Rewrite all of the data below as a JSON list of strings, one string per line, and leave out any blank lines.

▬▬▬▬▬▬

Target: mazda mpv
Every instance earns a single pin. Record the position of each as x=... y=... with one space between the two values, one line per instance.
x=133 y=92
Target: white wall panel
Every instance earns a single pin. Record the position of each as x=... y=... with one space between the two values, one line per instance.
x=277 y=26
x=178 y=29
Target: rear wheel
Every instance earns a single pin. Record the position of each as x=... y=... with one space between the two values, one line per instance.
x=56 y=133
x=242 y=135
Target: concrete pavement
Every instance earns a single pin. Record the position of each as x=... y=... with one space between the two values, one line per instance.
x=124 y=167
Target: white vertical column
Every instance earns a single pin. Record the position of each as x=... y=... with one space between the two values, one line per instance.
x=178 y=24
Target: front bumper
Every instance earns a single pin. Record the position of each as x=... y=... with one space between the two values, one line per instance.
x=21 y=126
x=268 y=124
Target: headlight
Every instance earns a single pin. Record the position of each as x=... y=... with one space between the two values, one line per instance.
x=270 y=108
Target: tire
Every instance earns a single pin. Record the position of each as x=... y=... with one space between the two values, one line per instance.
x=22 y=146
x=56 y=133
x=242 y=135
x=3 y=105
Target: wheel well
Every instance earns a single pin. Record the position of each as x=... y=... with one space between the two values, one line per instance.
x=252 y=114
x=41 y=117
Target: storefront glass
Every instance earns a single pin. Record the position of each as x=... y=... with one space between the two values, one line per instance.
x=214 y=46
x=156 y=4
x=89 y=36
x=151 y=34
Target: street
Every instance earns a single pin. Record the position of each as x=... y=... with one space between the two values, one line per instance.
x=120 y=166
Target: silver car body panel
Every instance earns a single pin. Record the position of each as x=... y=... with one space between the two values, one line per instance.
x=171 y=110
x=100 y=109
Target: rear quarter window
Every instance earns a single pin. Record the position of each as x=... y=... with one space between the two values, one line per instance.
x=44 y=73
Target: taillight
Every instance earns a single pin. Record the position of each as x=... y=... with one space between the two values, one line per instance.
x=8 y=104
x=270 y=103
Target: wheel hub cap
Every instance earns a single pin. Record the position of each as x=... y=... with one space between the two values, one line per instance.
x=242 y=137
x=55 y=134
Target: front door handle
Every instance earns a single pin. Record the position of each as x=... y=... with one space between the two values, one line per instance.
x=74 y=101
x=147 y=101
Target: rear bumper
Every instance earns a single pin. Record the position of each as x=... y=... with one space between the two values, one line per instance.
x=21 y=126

▬▬▬▬▬▬

| Solution |
[
  "Target: mazda mpv",
  "Every instance earns a single pin. Record the position of each as x=... y=... with one space between the two values, one line per instance.",
  "x=133 y=92",
  "Target: white wall panel",
  "Every instance earns a single pin. Record the position of each as x=... y=... with one space between the two values, one line per instance.",
  "x=277 y=26",
  "x=178 y=29",
  "Target: rear wheel",
  "Every instance earns a single pin. Record the position of each as x=... y=... with one space between the two values, one line per instance.",
  "x=56 y=133",
  "x=242 y=135",
  "Target: concrete pavement",
  "Every instance earns a single pin. Record the position of each as x=... y=... with one space between the two values, one line per instance.",
  "x=124 y=167",
  "Target: white vertical column",
  "Every instance earns a single pin. Record the position of each as x=... y=... with one space between the two values, one line per instance.",
  "x=178 y=24",
  "Target: front bumper",
  "Every instance earns a single pin. Record the position of each as x=... y=... with one space between the two values, one line per instance.",
  "x=21 y=126",
  "x=268 y=124",
  "Target: headlight",
  "Every instance earns a single pin. Record the position of each as x=... y=... with one space between the two values, one line per instance.",
  "x=270 y=108",
  "Target: tire",
  "Every instance earns a single pin. Record the position of each as x=... y=... with one space between the two values, one line per instance.",
  "x=22 y=146",
  "x=56 y=133",
  "x=242 y=135",
  "x=3 y=105",
  "Target: wheel well",
  "Every instance earns a single pin. Record the position of each as x=... y=... with one space between the two values, one line per instance.",
  "x=252 y=114",
  "x=41 y=117",
  "Target: storefront glass",
  "Every instance earns a single pin. Record the position of each as x=... y=... with one space between the two values, one line per instance.",
  "x=214 y=46",
  "x=156 y=4",
  "x=89 y=36",
  "x=151 y=34",
  "Target: street",
  "Every instance earns a single pin. Record the position of each as x=... y=... with one space between the two values, one line per instance.",
  "x=120 y=166",
  "Target: silver car body panel",
  "Every instance earns a single pin. Record the position of each as x=... y=... with one space between the two values, one line per instance.",
  "x=171 y=110",
  "x=100 y=109",
  "Target: rear quarter window",
  "Every instance earns a single pin. Record the position of each as x=... y=... with one space between the two values, one line per instance.",
  "x=44 y=73",
  "Target: taillight",
  "Every instance earns a single pin. Record the position of each as x=... y=... with one space between the two values, one line per instance.",
  "x=8 y=104",
  "x=270 y=103",
  "Target: wheel hub cap",
  "Every instance earns a single pin. Record the position of each as x=... y=... with one space between the two values, one line per instance.",
  "x=242 y=137",
  "x=55 y=134",
  "Target: front door handle",
  "Every instance earns a single pin. Record the position of each as x=... y=... with one space between the two values, one line per instance.",
  "x=74 y=101",
  "x=147 y=101",
  "Target: rear bumper",
  "Every instance earns a single pin. Record the position of each as x=... y=... with one space between the two values, one line per instance.",
  "x=21 y=126"
]